## INFORMATION SHOWN
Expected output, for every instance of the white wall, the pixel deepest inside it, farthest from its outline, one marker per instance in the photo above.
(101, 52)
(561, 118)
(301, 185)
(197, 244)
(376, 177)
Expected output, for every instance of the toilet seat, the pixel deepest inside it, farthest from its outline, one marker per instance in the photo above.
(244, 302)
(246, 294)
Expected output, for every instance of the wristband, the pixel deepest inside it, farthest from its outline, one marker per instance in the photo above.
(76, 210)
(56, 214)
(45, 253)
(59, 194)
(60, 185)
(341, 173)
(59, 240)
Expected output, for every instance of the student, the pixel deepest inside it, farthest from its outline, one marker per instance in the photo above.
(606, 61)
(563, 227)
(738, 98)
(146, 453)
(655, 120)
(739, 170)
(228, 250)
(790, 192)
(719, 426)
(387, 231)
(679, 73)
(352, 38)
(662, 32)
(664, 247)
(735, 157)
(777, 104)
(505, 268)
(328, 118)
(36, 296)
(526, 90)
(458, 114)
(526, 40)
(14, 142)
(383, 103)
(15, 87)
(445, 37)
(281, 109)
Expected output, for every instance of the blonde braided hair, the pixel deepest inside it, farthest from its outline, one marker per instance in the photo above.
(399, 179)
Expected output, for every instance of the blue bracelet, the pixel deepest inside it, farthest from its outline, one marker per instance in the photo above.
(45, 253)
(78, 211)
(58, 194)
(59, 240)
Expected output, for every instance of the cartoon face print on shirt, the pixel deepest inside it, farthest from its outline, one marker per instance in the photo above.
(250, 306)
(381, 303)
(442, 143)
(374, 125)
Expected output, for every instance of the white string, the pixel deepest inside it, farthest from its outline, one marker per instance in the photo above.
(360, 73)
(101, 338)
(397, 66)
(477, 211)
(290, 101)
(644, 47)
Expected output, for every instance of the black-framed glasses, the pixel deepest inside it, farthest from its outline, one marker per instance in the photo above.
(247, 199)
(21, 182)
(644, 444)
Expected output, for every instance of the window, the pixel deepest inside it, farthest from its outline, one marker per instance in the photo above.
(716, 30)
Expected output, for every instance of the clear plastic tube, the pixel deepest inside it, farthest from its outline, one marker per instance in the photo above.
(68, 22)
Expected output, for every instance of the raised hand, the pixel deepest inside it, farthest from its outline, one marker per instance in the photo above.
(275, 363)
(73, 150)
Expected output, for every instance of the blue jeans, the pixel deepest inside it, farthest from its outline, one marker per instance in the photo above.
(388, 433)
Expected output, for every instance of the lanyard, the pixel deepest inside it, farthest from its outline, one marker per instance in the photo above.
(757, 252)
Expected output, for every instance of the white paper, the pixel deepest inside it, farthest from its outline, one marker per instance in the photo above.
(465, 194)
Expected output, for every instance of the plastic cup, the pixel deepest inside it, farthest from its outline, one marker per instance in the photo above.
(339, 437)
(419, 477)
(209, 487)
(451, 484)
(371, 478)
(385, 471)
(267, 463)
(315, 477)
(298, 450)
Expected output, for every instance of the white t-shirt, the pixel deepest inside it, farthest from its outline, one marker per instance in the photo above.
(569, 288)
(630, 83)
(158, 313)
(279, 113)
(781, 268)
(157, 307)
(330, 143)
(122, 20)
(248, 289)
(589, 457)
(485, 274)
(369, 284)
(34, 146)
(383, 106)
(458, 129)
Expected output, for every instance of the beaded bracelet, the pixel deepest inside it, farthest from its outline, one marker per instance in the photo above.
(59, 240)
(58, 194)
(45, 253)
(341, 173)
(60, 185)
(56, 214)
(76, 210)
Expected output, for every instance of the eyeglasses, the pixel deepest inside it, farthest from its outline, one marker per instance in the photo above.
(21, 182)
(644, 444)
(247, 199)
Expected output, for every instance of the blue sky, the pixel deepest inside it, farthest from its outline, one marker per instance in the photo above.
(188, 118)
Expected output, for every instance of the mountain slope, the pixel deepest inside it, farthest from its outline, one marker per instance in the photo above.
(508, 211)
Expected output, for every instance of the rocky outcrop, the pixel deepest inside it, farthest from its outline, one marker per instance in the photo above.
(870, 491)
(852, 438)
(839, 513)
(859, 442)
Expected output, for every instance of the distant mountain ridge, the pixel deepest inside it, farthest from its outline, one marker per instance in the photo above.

## TASK REQUIREMENTS
Each record must be returned exactly as it is written.

## FINISHED TASK
Expected output, for every instance of the white wall, the pixel deepest inside it, farthest from its outline, one marker per instance in the photo above.
(101, 52)
(561, 118)
(301, 185)
(197, 244)
(376, 177)
Expected output, for every instance of the toilet seat, the pixel deepest inside it, farthest from its outline, one marker per instance in the photo above.
(244, 302)
(246, 294)
Expected output, for every instance of the wristband, the pixel deepest inside it, farthest from its outline, one marker per instance in the photo above.
(76, 210)
(56, 214)
(45, 253)
(59, 194)
(60, 185)
(341, 173)
(59, 240)
Expected output, for every instance of the student, the pixel deepest inside it, farthest from its outline, one marker per instance in the photo above.
(606, 61)
(563, 227)
(738, 98)
(146, 453)
(655, 120)
(739, 170)
(228, 250)
(790, 192)
(719, 426)
(387, 231)
(679, 73)
(352, 38)
(662, 32)
(664, 247)
(735, 157)
(777, 104)
(505, 268)
(328, 118)
(36, 296)
(526, 90)
(458, 114)
(526, 40)
(14, 142)
(383, 103)
(15, 87)
(445, 37)
(281, 109)
Expected output, for every instance of the blonde braided hair, the pixel deepest inside it, farthest from its outline, one marker per instance in the photo above.
(399, 179)
Expected output, for every instance of the blue bracelet, the pixel deepest inside it, farthest from its outline, one marker per instance in the photo above.
(45, 253)
(78, 211)
(58, 194)
(59, 240)
Expected output, for every instance of the cartoon face print on shirt, the pixel deepest inside it, farthest from its outline, one marker per instance in the photo above.
(250, 306)
(381, 303)
(442, 143)
(374, 125)
Expected output, for every instance of the white string, the pixel deepest inside it, farthest from its outline, one marker per instance in the photo above.
(360, 73)
(101, 338)
(397, 66)
(477, 211)
(290, 101)
(644, 47)
Expected output, for every instance of the black-framed glasses, the pixel deepest inside it, farthest from its outline, one marker per instance in the photo above.
(247, 199)
(21, 182)
(644, 444)
Expected output, for every instance of the window, the pixel deepest inside it, farthest from its outline, one marker per instance in the photo above.
(716, 30)
Expected output, for every instance of the clear plastic tube, the pixel deepest inside it, farthest from its outline, one marker per instance in the photo above.
(68, 22)
Expected output, for every instance of the raised hand, the pixel deepest inside it, farthest from its outline, one marker per instance in the photo above.
(275, 363)
(73, 150)
Expected output, for every instance of the blue jeans, the pixel deepest inside it, farthest from its outline, one marker per instance in the photo above.
(388, 433)
Expected output, for every instance of the lanyard, the pixel deepest inside it, farthest from its outline, one marker per instance in the photo above.
(757, 252)
Expected output, for every instance of the white paper, the pixel deepest inside it, farthest from its outline, one marker per instance in the photo above.
(465, 194)
Expected output, for every instance of the plastic cup, the pixel deepest inside it, farthest from its outline, one marker per instance in the photo above.
(339, 437)
(419, 477)
(209, 487)
(451, 484)
(371, 478)
(385, 471)
(267, 463)
(315, 477)
(298, 450)
Expected output, for every instance of the white t-shirt, the pixel deepest inside it, farthest from its outline, one marker per instance in the photo above.
(569, 288)
(630, 83)
(158, 313)
(279, 113)
(781, 268)
(157, 307)
(330, 143)
(122, 20)
(248, 289)
(589, 457)
(485, 274)
(369, 284)
(34, 146)
(383, 106)
(458, 129)
Expected output, for every instance of the beaded bracelet, the pixel deepest inside it, farthest from its outline, one marker per instance in the photo above.
(59, 240)
(58, 194)
(45, 253)
(341, 173)
(60, 185)
(56, 214)
(76, 210)
Expected output, for every instance of the eyeglasses, the pixel deepest inside it, farthest from its outline, one marker per instance in the photo above.
(21, 182)
(644, 444)
(247, 199)
Expected output, for every instance of the blue sky, the pixel deepest inside it, farthest from its outline, one marker per instance in the photo above.
(188, 118)
Expected output, for every instance of the mountain slope, the pixel deepest inside it, farthest from its outline, one marker per instance in the photo above.
(508, 211)
Expected output, for every instance of the rocky outcrop, the pixel deepest inside it, farthest from its outline, one marker per instance in the photo above.
(870, 491)
(852, 438)
(839, 513)
(859, 442)
Expected output, for every instance of the distant mountain ridge, the pixel deepest inside it, farthest from its outline, one marker per instance in the photo above.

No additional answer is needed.